### Your objective
Two lines in the data below mark the range: the one with "Phrase: rooftop structure" and the one with "Phrase: black leash". Return both, along with every line between them, exactly.

____ Supplied material

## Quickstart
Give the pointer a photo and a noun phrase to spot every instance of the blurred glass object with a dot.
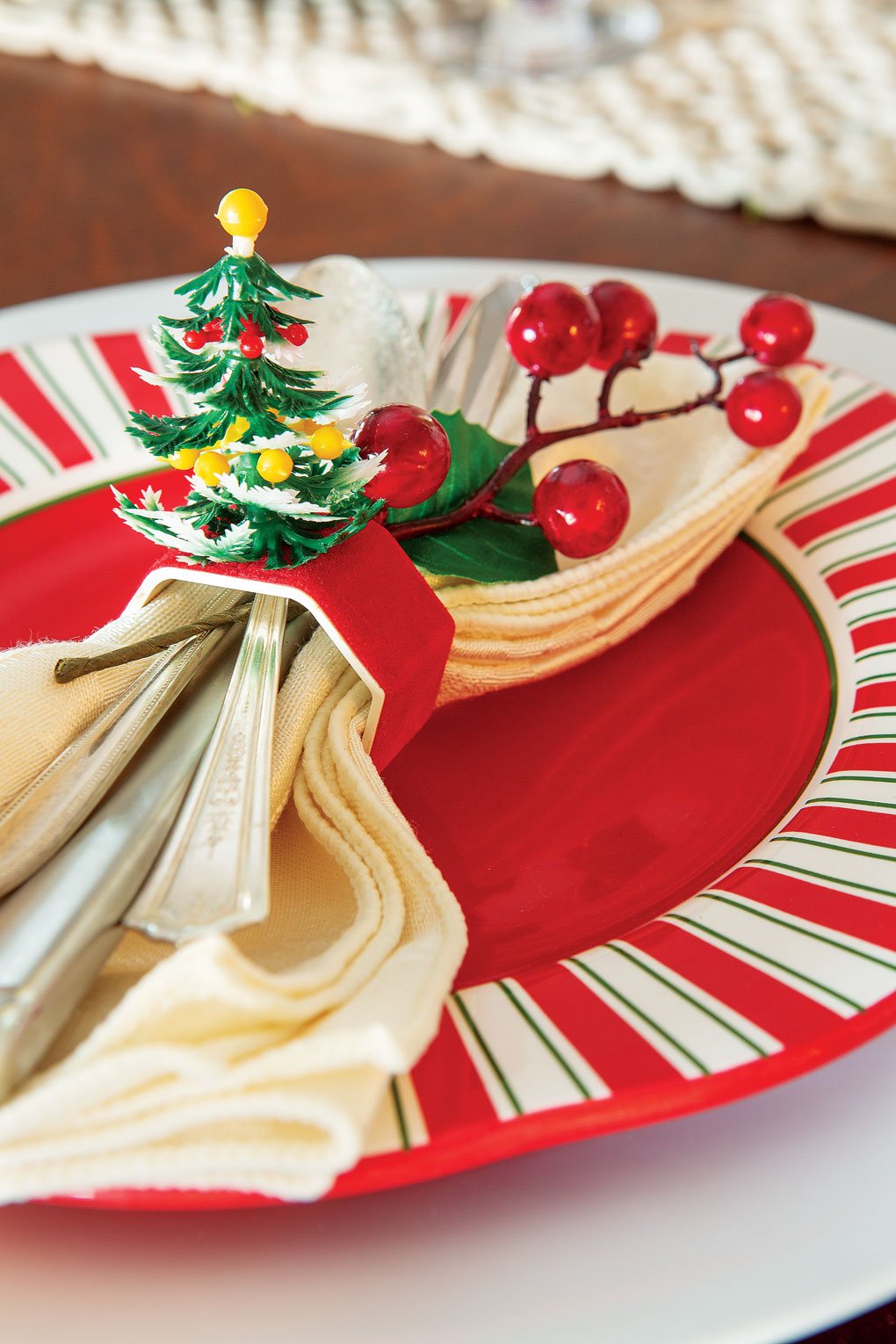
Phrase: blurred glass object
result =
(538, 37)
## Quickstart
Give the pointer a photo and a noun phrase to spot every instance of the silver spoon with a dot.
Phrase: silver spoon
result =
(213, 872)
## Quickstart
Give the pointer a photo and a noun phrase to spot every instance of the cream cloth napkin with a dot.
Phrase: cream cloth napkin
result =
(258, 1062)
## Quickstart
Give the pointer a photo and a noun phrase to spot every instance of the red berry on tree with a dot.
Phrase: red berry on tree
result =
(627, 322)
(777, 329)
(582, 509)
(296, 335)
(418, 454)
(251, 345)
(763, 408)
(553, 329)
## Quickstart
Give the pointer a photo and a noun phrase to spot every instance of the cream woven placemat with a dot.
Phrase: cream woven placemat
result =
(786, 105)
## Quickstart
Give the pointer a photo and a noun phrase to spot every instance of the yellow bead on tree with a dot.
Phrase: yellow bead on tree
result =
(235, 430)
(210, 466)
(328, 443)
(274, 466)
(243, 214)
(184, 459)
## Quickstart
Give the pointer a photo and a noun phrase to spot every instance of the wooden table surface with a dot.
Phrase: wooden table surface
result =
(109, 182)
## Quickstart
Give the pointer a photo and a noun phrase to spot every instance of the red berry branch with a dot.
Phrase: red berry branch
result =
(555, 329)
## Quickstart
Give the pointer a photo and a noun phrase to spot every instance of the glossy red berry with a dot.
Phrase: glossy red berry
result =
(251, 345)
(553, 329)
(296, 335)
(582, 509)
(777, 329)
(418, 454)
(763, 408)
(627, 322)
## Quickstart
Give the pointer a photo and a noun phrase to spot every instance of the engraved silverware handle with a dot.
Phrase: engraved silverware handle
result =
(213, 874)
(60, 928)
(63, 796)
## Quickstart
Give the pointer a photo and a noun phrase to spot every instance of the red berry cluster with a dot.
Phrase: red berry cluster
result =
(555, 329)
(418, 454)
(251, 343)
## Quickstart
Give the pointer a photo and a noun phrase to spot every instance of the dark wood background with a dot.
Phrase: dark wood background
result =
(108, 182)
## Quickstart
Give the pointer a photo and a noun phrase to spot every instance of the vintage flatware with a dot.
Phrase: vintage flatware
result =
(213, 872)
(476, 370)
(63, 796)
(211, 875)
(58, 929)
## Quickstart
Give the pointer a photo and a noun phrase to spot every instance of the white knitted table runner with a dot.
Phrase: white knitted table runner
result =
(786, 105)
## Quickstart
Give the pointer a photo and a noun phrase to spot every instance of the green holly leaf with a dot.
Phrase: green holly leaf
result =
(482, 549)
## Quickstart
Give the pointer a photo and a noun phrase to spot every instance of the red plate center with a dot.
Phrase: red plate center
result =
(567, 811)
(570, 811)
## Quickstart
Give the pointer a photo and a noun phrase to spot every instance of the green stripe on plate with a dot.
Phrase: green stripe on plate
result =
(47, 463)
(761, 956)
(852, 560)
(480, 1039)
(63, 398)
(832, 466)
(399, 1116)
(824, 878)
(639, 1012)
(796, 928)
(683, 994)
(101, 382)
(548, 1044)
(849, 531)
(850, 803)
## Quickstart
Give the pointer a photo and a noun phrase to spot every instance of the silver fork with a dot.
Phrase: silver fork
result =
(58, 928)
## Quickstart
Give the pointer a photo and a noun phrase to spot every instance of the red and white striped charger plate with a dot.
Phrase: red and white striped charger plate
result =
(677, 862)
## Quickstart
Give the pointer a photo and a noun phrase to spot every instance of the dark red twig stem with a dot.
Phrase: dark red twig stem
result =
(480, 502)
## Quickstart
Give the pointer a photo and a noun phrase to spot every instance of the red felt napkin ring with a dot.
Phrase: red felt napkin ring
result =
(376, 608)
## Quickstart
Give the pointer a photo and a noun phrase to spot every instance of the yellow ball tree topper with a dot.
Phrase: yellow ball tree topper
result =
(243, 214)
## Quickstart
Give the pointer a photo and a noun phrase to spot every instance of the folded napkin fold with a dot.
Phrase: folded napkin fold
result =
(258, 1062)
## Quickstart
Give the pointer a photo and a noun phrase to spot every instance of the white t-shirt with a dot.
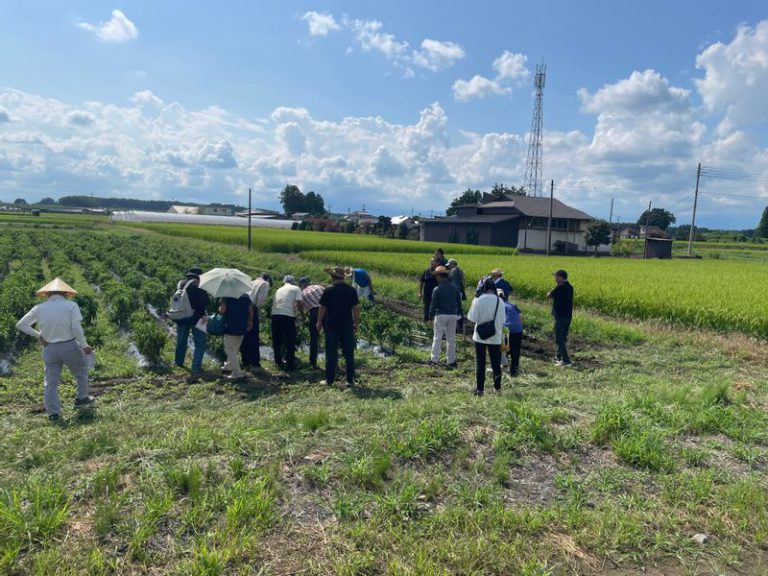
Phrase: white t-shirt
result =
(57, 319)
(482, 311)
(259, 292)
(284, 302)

________
____ Supplied material

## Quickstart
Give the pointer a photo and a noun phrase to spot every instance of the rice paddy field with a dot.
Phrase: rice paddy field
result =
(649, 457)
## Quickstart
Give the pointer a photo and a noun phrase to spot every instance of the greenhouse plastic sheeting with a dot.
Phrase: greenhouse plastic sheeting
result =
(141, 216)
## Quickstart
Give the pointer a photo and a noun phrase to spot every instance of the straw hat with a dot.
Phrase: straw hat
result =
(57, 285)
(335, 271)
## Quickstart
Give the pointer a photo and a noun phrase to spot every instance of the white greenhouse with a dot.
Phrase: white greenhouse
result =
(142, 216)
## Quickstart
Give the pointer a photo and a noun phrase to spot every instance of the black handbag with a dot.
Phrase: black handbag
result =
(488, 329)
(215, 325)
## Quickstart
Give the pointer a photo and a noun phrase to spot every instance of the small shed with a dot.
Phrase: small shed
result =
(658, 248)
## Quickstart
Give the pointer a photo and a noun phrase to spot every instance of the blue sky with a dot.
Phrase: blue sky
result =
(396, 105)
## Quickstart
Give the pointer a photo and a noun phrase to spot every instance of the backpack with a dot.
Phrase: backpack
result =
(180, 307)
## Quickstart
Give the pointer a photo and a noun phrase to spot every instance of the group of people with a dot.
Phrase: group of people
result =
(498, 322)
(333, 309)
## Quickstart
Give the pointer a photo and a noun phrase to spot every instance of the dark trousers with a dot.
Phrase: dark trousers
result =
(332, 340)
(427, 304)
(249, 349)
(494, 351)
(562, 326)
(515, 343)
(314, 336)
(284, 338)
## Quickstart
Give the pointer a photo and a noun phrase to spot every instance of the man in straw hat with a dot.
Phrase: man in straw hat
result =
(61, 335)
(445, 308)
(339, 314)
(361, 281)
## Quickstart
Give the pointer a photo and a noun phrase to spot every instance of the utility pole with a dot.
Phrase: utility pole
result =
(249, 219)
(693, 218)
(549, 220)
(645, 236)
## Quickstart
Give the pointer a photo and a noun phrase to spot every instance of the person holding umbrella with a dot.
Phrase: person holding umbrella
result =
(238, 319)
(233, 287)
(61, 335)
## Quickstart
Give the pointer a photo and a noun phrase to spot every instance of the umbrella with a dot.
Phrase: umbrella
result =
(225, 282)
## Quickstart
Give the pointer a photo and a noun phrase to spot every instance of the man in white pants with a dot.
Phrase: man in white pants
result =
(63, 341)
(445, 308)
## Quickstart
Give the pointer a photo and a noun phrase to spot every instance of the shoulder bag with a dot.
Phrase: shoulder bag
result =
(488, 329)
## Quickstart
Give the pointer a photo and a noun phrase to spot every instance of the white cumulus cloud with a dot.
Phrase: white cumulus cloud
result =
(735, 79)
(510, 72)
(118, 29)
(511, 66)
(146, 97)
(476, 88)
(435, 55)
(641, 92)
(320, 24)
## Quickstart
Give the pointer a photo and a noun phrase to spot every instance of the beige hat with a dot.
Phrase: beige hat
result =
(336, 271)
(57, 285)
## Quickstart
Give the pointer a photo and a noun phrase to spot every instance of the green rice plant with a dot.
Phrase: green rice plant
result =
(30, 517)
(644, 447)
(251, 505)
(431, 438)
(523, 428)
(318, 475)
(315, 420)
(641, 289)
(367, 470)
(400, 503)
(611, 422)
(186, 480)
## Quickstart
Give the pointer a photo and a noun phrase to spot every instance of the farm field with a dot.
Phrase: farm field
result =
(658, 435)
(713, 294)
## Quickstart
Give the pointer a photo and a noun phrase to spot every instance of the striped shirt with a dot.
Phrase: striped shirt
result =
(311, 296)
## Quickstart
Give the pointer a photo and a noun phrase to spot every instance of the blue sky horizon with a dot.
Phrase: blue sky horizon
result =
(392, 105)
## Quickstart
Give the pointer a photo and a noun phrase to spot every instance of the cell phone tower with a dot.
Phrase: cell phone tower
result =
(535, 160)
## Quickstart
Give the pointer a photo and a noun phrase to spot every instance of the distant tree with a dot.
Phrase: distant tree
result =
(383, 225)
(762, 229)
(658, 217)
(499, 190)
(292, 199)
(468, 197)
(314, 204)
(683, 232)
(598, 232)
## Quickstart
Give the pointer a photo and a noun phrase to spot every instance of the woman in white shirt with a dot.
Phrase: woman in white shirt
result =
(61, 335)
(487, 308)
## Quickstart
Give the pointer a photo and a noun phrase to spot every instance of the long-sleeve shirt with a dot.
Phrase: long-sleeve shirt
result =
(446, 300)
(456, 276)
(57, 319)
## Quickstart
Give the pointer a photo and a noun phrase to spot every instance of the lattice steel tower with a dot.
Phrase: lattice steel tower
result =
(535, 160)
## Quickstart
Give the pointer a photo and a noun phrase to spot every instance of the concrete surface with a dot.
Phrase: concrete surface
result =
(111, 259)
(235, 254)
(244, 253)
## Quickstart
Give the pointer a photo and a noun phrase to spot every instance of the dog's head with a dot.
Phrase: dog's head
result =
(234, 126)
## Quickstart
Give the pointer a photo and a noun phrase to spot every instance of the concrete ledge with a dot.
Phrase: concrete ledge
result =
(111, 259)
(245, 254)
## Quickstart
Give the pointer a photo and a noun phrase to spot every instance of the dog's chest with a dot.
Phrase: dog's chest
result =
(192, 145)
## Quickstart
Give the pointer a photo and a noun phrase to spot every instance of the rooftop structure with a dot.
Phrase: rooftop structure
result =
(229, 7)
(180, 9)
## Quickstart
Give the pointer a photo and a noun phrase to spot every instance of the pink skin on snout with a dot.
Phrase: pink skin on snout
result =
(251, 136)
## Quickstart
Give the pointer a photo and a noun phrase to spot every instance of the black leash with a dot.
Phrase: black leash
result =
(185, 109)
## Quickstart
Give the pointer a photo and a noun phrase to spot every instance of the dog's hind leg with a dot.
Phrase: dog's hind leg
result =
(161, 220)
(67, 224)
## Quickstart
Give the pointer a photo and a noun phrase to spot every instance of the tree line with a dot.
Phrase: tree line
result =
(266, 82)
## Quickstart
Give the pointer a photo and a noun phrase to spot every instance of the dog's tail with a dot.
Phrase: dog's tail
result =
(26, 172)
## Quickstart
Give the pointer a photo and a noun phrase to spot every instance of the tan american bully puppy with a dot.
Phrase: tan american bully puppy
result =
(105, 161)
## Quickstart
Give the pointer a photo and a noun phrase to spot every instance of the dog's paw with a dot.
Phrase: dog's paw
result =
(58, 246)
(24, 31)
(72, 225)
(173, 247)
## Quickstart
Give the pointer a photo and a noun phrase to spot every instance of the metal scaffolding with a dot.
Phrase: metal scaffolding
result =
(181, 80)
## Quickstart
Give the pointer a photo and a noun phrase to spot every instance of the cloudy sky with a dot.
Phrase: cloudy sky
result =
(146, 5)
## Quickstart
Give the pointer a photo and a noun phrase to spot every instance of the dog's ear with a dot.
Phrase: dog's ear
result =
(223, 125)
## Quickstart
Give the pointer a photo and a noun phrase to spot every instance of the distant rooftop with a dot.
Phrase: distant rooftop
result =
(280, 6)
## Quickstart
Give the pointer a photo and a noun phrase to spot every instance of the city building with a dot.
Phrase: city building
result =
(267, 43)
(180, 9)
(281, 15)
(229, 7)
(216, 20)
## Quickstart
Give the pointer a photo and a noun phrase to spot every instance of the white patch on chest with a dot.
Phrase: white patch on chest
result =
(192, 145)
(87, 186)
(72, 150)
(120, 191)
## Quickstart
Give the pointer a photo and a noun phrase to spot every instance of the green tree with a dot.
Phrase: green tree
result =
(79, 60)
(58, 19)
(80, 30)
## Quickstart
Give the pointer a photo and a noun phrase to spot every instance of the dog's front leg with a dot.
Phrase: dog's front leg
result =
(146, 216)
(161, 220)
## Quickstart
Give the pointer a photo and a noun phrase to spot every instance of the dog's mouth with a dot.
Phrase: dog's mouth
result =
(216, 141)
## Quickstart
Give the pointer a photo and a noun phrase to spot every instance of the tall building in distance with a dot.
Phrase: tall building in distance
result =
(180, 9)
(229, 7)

________

### Answer for this exercise
Phrase: rooftop structure
result =
(229, 7)
(180, 9)
## Quickstart
Give the pointer a photo and a noun phrase to spot every instance of the pink skin on snout with a dot.
Phrase: pink skin on snout
result =
(251, 136)
## Quickstart
Give the pointer a photo and a noun phrase to spot every instance of the black leash with a dot.
Phrase: black leash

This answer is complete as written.